#### EXERCISE DESCRIPTION:
Copy the stretch from the start of the rows through the line containing "534 497 562 560", requests included. Scale every bounding-box coordinate in the answers by 2.15 and round to whole numbers with halves up, leaving the requests unchanged and giving no other lines.

#### EXTRACTED INFORMATION:
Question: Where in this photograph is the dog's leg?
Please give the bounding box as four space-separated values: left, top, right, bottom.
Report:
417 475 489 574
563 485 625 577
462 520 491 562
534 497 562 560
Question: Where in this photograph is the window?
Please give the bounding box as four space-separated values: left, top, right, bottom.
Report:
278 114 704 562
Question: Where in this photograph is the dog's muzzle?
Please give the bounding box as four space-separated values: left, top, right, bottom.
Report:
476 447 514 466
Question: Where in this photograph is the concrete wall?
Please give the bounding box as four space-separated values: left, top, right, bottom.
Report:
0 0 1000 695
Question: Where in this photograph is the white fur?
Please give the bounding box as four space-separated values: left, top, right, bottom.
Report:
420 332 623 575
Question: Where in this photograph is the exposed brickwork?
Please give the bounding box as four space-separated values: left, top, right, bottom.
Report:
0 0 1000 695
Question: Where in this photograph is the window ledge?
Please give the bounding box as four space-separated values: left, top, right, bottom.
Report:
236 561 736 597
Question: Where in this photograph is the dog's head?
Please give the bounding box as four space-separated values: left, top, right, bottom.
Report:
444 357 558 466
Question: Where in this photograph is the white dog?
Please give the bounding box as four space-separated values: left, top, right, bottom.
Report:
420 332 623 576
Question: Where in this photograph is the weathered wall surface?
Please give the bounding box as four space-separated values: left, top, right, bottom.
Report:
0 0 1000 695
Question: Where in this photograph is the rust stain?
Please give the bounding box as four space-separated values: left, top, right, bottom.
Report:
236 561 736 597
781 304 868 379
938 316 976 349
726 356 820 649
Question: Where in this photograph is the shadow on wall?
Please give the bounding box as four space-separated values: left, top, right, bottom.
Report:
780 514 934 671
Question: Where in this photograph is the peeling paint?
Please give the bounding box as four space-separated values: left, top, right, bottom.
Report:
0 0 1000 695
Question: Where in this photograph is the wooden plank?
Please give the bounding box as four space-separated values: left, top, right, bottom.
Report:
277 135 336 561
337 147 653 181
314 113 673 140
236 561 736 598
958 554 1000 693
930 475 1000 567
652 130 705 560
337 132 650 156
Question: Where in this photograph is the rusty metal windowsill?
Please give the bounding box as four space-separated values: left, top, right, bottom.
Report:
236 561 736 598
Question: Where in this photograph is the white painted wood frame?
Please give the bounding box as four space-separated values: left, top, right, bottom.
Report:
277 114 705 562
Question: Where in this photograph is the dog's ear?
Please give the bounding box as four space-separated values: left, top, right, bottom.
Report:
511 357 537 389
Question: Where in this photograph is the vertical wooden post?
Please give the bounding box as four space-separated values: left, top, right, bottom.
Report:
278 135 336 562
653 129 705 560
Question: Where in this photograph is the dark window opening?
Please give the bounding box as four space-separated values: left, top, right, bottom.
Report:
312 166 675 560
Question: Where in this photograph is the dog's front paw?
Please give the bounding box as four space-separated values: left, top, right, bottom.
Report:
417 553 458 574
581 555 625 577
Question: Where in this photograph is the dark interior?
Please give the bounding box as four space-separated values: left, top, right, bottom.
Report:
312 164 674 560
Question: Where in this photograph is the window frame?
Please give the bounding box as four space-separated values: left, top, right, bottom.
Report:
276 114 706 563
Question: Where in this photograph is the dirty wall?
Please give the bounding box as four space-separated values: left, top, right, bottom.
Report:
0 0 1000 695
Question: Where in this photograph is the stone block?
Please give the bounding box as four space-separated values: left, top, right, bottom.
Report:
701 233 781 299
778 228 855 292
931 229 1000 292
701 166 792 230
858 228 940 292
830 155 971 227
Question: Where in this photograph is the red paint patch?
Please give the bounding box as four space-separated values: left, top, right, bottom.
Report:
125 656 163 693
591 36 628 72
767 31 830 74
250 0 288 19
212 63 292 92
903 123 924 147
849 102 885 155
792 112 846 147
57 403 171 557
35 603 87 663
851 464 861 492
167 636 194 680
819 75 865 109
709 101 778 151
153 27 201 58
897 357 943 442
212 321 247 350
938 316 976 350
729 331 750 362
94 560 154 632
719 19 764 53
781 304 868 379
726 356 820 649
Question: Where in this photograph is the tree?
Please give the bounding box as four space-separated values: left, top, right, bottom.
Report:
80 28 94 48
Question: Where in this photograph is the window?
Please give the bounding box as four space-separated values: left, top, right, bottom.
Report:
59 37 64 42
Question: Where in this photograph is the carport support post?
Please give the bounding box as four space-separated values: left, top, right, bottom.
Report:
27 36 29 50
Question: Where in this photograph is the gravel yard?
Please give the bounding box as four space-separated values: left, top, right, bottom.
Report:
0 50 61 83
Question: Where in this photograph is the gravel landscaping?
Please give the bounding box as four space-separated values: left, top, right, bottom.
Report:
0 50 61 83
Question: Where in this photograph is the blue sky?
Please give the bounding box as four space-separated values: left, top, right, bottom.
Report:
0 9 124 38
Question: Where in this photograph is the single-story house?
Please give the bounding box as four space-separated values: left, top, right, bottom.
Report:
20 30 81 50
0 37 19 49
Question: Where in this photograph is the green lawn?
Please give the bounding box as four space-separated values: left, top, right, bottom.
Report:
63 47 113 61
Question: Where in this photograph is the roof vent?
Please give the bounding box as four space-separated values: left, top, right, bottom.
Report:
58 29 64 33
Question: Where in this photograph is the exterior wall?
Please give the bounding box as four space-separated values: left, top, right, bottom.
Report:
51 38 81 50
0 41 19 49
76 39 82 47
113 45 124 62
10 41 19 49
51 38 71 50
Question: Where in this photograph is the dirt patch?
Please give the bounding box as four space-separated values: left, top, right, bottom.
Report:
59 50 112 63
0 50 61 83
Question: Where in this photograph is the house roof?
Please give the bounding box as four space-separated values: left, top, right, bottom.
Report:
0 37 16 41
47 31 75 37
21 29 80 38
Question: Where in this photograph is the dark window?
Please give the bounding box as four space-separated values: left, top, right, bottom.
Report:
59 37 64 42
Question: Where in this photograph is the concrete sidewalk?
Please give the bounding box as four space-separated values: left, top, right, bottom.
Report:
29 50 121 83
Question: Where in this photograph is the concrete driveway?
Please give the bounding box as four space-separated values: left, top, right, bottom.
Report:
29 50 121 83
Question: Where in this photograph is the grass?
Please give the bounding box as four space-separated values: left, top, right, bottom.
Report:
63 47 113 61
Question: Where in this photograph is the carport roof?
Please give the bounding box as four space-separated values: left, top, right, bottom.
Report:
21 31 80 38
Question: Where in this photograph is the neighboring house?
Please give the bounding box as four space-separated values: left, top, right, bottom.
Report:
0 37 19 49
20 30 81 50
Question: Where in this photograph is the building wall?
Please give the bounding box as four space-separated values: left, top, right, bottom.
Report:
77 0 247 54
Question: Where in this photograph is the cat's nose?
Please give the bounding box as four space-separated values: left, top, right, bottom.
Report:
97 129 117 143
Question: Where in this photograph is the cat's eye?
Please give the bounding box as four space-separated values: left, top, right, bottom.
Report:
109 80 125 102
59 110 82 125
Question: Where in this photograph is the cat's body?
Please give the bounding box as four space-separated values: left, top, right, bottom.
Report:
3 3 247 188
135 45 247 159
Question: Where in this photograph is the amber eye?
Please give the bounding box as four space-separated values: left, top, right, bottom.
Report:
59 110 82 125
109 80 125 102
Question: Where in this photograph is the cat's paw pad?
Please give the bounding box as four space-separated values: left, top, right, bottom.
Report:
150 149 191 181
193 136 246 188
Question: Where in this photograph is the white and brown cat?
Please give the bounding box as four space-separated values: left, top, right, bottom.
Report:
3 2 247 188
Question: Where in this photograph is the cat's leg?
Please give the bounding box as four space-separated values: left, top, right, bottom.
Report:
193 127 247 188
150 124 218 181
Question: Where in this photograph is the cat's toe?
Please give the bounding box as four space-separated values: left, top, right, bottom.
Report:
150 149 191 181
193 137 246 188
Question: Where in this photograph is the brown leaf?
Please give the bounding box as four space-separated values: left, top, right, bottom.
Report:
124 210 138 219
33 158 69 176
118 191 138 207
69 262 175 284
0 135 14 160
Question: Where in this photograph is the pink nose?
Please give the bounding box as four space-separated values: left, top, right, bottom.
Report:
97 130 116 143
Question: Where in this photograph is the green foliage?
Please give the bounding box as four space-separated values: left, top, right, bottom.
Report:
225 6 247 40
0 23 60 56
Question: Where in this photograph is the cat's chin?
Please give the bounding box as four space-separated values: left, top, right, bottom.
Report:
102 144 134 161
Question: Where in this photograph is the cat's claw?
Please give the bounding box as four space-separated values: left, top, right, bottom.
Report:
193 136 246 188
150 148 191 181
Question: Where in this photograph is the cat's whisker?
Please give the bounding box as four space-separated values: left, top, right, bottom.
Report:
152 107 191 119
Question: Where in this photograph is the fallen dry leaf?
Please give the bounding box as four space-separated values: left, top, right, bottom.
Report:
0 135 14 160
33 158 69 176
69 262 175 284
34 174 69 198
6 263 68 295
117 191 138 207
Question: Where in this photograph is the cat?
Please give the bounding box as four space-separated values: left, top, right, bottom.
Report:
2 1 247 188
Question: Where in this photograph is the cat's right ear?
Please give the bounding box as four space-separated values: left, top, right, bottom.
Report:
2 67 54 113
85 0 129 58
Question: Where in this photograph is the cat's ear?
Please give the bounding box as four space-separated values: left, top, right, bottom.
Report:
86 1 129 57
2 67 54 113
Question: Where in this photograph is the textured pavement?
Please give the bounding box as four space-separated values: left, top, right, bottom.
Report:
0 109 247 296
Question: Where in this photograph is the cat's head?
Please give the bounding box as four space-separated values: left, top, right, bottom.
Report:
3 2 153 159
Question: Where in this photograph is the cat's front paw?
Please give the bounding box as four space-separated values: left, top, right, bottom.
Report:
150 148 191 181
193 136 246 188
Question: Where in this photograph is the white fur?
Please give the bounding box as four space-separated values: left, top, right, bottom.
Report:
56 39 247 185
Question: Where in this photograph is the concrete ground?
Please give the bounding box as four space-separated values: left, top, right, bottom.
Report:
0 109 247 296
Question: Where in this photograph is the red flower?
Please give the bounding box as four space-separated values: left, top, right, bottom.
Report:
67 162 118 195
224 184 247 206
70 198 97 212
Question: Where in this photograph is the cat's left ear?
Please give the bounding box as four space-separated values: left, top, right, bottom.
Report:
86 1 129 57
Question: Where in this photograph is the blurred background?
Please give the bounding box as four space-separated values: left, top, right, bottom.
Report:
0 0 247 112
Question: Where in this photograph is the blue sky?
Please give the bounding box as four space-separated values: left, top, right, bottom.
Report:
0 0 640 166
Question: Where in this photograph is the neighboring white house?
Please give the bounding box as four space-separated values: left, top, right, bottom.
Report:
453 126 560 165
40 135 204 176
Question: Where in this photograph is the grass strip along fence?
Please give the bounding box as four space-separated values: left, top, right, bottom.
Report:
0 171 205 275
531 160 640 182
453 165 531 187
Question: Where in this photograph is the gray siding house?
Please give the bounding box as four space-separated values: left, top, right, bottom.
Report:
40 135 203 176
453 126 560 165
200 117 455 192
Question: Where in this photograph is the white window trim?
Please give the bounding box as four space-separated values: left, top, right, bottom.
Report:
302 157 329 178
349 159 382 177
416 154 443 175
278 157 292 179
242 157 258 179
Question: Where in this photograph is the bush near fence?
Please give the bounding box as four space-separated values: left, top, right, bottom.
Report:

#### SOLUTION FOR THIS EXERCISE:
Question: Where in this photograph is the dog's leg?
Please give the bounding box as four space-separated values: left, top, right, bottom.
Report:
897 1021 1051 1234
1210 1043 1344 1241
993 1118 1056 1208
1148 1069 1208 1204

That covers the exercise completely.